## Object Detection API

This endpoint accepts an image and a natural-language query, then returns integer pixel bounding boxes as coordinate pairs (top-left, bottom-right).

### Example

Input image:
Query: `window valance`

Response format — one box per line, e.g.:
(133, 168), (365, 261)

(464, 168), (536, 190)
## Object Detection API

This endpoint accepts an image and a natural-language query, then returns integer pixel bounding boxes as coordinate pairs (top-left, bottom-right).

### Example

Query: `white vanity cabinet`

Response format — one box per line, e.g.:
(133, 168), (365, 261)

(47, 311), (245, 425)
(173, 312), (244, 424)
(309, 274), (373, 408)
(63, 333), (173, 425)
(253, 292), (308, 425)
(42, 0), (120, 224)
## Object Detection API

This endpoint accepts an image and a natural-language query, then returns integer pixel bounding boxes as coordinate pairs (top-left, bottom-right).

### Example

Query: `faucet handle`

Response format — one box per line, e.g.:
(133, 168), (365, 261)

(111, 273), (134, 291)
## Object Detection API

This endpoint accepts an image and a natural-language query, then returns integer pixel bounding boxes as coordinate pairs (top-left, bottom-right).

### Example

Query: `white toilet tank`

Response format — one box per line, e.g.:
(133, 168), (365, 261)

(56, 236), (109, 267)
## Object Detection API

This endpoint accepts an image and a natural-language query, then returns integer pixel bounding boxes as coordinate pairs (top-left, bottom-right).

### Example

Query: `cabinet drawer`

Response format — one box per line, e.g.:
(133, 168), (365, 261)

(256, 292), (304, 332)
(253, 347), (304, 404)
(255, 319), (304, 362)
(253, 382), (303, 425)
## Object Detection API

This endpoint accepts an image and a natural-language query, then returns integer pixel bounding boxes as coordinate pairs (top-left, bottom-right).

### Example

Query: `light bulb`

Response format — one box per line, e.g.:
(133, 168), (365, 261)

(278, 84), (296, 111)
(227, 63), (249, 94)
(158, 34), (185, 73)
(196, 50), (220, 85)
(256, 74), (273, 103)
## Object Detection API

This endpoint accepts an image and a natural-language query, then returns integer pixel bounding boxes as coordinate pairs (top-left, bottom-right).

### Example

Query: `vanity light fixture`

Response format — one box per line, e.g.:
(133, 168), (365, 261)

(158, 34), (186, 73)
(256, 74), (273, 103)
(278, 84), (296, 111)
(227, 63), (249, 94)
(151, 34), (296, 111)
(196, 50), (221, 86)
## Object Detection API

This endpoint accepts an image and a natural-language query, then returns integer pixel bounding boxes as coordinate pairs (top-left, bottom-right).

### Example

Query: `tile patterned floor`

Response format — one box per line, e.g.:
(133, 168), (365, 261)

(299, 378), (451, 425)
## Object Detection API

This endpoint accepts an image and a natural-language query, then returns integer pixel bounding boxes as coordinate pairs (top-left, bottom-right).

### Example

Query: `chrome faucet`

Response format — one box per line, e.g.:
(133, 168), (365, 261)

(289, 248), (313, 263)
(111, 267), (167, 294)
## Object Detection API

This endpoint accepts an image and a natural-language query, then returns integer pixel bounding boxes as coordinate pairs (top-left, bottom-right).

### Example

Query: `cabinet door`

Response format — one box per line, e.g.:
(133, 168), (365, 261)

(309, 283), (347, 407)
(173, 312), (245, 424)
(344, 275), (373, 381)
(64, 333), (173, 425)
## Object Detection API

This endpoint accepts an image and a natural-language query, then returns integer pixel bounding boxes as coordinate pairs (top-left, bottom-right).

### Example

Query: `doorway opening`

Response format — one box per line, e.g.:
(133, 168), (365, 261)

### Your goal:
How many lines in the listing above contain the string "vanity"? Case counts. Reply with the number only.

### Output of the exercise:
2